Exercise
Starting at the line that contains "on the sloped", transcribe every remaining line of the entries exactly, including the last one.

Dataset excerpts on object pointing
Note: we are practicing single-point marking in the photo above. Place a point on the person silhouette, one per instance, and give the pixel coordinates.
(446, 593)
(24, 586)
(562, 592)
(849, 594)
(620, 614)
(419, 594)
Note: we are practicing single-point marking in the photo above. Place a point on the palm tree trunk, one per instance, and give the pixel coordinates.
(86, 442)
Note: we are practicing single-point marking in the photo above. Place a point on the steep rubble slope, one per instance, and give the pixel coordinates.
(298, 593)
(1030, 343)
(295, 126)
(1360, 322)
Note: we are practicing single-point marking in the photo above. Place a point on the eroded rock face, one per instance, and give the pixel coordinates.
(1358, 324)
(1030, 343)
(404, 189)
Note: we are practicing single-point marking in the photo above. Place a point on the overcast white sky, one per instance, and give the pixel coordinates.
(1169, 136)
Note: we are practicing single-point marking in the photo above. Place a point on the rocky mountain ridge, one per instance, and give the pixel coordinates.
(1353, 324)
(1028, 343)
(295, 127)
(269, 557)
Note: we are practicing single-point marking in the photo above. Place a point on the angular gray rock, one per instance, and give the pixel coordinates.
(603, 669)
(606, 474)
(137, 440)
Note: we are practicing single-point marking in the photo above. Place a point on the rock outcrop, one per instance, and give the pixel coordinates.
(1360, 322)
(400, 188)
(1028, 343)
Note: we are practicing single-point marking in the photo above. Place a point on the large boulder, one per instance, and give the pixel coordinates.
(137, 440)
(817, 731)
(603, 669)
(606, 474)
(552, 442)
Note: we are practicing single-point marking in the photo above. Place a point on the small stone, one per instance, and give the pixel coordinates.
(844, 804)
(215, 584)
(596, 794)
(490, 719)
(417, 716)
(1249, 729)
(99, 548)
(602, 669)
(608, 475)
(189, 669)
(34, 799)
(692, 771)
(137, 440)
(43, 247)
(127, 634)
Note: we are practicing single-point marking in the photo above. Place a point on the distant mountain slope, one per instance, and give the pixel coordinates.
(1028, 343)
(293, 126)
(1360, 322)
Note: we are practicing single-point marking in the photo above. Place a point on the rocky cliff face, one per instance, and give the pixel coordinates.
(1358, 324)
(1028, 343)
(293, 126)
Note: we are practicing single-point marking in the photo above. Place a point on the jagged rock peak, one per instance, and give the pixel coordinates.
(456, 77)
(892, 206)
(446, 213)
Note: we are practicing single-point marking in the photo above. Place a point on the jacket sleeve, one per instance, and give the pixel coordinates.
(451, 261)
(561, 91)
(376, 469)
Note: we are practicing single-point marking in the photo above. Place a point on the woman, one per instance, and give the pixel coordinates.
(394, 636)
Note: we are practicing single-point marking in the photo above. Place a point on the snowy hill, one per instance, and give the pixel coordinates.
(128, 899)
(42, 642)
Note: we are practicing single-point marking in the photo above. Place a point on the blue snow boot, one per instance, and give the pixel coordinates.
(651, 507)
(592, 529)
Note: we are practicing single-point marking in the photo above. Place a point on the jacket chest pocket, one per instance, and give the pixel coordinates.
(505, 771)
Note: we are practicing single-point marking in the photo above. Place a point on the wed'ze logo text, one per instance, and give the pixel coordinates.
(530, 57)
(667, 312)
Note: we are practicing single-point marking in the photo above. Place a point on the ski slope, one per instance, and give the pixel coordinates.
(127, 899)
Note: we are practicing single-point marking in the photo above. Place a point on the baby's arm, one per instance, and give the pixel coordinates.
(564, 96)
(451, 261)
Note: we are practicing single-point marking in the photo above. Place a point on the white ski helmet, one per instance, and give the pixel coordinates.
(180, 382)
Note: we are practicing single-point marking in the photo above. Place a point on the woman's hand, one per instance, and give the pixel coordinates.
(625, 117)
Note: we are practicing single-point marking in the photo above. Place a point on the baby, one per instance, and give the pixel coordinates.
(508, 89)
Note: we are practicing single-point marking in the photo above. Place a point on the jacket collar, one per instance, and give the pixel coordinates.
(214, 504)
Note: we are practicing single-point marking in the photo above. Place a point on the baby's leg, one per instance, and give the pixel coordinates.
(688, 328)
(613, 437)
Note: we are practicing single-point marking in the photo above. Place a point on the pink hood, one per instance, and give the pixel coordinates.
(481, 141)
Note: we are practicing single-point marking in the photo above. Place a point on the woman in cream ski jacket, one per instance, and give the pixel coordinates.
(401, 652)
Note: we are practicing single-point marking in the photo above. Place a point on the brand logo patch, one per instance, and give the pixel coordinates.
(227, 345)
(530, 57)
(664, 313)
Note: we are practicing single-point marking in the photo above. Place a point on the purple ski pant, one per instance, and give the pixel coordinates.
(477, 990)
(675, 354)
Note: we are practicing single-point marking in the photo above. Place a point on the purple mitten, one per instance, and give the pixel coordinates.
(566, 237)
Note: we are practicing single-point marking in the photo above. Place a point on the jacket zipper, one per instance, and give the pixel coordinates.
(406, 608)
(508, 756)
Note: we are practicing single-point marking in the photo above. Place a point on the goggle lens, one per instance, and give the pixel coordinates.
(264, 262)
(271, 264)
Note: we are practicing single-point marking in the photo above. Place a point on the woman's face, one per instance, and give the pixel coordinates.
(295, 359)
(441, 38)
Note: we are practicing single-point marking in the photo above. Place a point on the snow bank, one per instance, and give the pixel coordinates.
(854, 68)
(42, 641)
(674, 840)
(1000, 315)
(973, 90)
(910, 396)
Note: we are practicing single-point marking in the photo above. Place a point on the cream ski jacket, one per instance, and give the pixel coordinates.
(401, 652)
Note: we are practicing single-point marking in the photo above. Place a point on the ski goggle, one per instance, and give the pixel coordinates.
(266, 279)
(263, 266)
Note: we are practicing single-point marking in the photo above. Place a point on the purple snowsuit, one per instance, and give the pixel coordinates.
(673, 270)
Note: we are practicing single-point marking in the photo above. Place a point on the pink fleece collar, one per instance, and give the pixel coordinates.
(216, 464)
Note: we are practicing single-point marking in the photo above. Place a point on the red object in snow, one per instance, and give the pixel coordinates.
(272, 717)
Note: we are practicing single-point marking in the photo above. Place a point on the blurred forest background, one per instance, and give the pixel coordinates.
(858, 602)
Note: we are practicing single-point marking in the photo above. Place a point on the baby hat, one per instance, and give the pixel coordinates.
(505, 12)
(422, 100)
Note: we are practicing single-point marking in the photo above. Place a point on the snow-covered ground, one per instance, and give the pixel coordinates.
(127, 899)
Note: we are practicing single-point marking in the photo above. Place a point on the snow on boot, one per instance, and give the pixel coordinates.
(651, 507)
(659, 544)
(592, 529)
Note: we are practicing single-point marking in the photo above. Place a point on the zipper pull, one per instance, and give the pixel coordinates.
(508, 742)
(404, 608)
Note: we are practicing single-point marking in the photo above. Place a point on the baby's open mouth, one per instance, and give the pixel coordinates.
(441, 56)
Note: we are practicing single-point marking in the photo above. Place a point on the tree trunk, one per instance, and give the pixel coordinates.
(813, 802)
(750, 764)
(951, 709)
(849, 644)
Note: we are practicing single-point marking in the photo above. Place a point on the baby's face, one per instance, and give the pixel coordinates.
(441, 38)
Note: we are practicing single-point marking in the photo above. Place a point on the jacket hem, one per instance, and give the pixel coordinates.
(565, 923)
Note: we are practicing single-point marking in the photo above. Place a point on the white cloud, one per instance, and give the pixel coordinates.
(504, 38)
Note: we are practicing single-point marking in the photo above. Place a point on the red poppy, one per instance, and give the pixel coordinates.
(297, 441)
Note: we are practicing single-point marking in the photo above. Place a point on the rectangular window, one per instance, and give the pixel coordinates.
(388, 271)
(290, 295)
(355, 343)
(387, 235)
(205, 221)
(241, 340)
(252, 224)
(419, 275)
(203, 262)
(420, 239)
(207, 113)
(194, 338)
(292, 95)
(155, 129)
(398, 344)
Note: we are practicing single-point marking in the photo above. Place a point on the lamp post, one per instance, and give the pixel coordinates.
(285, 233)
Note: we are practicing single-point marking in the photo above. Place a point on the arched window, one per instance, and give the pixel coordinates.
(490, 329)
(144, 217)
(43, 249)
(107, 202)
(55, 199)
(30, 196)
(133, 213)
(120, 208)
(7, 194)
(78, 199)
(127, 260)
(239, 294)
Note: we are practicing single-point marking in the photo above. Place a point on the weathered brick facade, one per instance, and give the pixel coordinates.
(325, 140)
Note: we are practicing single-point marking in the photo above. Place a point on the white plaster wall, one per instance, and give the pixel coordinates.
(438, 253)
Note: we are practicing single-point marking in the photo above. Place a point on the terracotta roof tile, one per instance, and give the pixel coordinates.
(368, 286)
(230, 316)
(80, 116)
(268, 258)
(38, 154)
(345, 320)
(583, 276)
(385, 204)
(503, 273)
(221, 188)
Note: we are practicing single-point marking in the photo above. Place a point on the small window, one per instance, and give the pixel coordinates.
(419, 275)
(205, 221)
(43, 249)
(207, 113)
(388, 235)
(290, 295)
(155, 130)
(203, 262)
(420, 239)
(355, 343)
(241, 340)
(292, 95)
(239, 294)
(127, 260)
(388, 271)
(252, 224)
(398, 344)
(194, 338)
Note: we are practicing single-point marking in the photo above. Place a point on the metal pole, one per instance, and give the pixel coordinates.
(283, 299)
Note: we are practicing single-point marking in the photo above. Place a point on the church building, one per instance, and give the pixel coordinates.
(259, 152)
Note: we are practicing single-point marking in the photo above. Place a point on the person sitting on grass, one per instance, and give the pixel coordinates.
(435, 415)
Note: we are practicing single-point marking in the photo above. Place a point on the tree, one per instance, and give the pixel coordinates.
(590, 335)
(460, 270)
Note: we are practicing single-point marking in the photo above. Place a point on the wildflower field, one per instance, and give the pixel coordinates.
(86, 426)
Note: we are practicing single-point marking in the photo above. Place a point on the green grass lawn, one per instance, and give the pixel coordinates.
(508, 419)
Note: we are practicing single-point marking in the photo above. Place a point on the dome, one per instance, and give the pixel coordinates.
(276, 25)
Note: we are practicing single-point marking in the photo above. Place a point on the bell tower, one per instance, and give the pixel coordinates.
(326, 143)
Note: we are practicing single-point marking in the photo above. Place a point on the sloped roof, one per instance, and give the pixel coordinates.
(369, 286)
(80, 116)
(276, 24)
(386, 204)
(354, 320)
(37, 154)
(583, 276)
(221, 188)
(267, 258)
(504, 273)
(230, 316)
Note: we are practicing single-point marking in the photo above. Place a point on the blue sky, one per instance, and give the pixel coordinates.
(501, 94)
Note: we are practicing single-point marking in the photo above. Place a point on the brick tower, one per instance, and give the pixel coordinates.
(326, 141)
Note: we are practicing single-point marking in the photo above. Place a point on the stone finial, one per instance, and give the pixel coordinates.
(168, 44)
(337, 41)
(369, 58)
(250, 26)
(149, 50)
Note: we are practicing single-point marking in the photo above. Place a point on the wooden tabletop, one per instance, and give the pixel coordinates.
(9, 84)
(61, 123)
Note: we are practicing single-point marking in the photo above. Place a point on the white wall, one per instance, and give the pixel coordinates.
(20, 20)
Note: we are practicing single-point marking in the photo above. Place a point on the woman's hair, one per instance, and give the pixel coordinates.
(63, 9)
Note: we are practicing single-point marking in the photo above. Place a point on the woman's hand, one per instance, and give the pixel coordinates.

Task response
Note: we are practicing single-point marking in the photo above. Place a point on the sloped roof, one per instance, and give the pixel coordinates.
(369, 286)
(80, 116)
(276, 24)
(386, 204)
(354, 320)
(37, 154)
(583, 276)
(221, 188)
(267, 258)
(504, 273)
(230, 316)
Note: we are practicing single-point marking in the photo above. Place a point on the blue sky, one per instance, and give the pixel coordinates.
(501, 94)
Note: we are practicing single-point marking in the photo above. Place a point on the brick tower, one per instance, and give the pixel coordinates.
(326, 141)
Note: we are practicing single-point marking in the photo above. Place a point on the stone finial, one per instance, and give the pixel coordinates.
(168, 44)
(337, 41)
(369, 58)
(250, 26)
(149, 50)
Note: we are practicing single-point marking in the photo above. Place a point on the wooden tabletop, one per instance, and give the pixel coordinates.
(9, 84)
(61, 123)
Note: we are practicing single-point marking in the photo above. Place a point on the white wall, one per instance, and give the pixel coordinates.
(20, 20)
Note: we are practicing single-point marking in the photo above. Place a point on the woman's hair, one per instance, and give the pixel coordinates.
(63, 9)
Note: we are practicing single-point marking in the photo above. Place a point on the woman's hand, one per instance, and give the pixel coordinates.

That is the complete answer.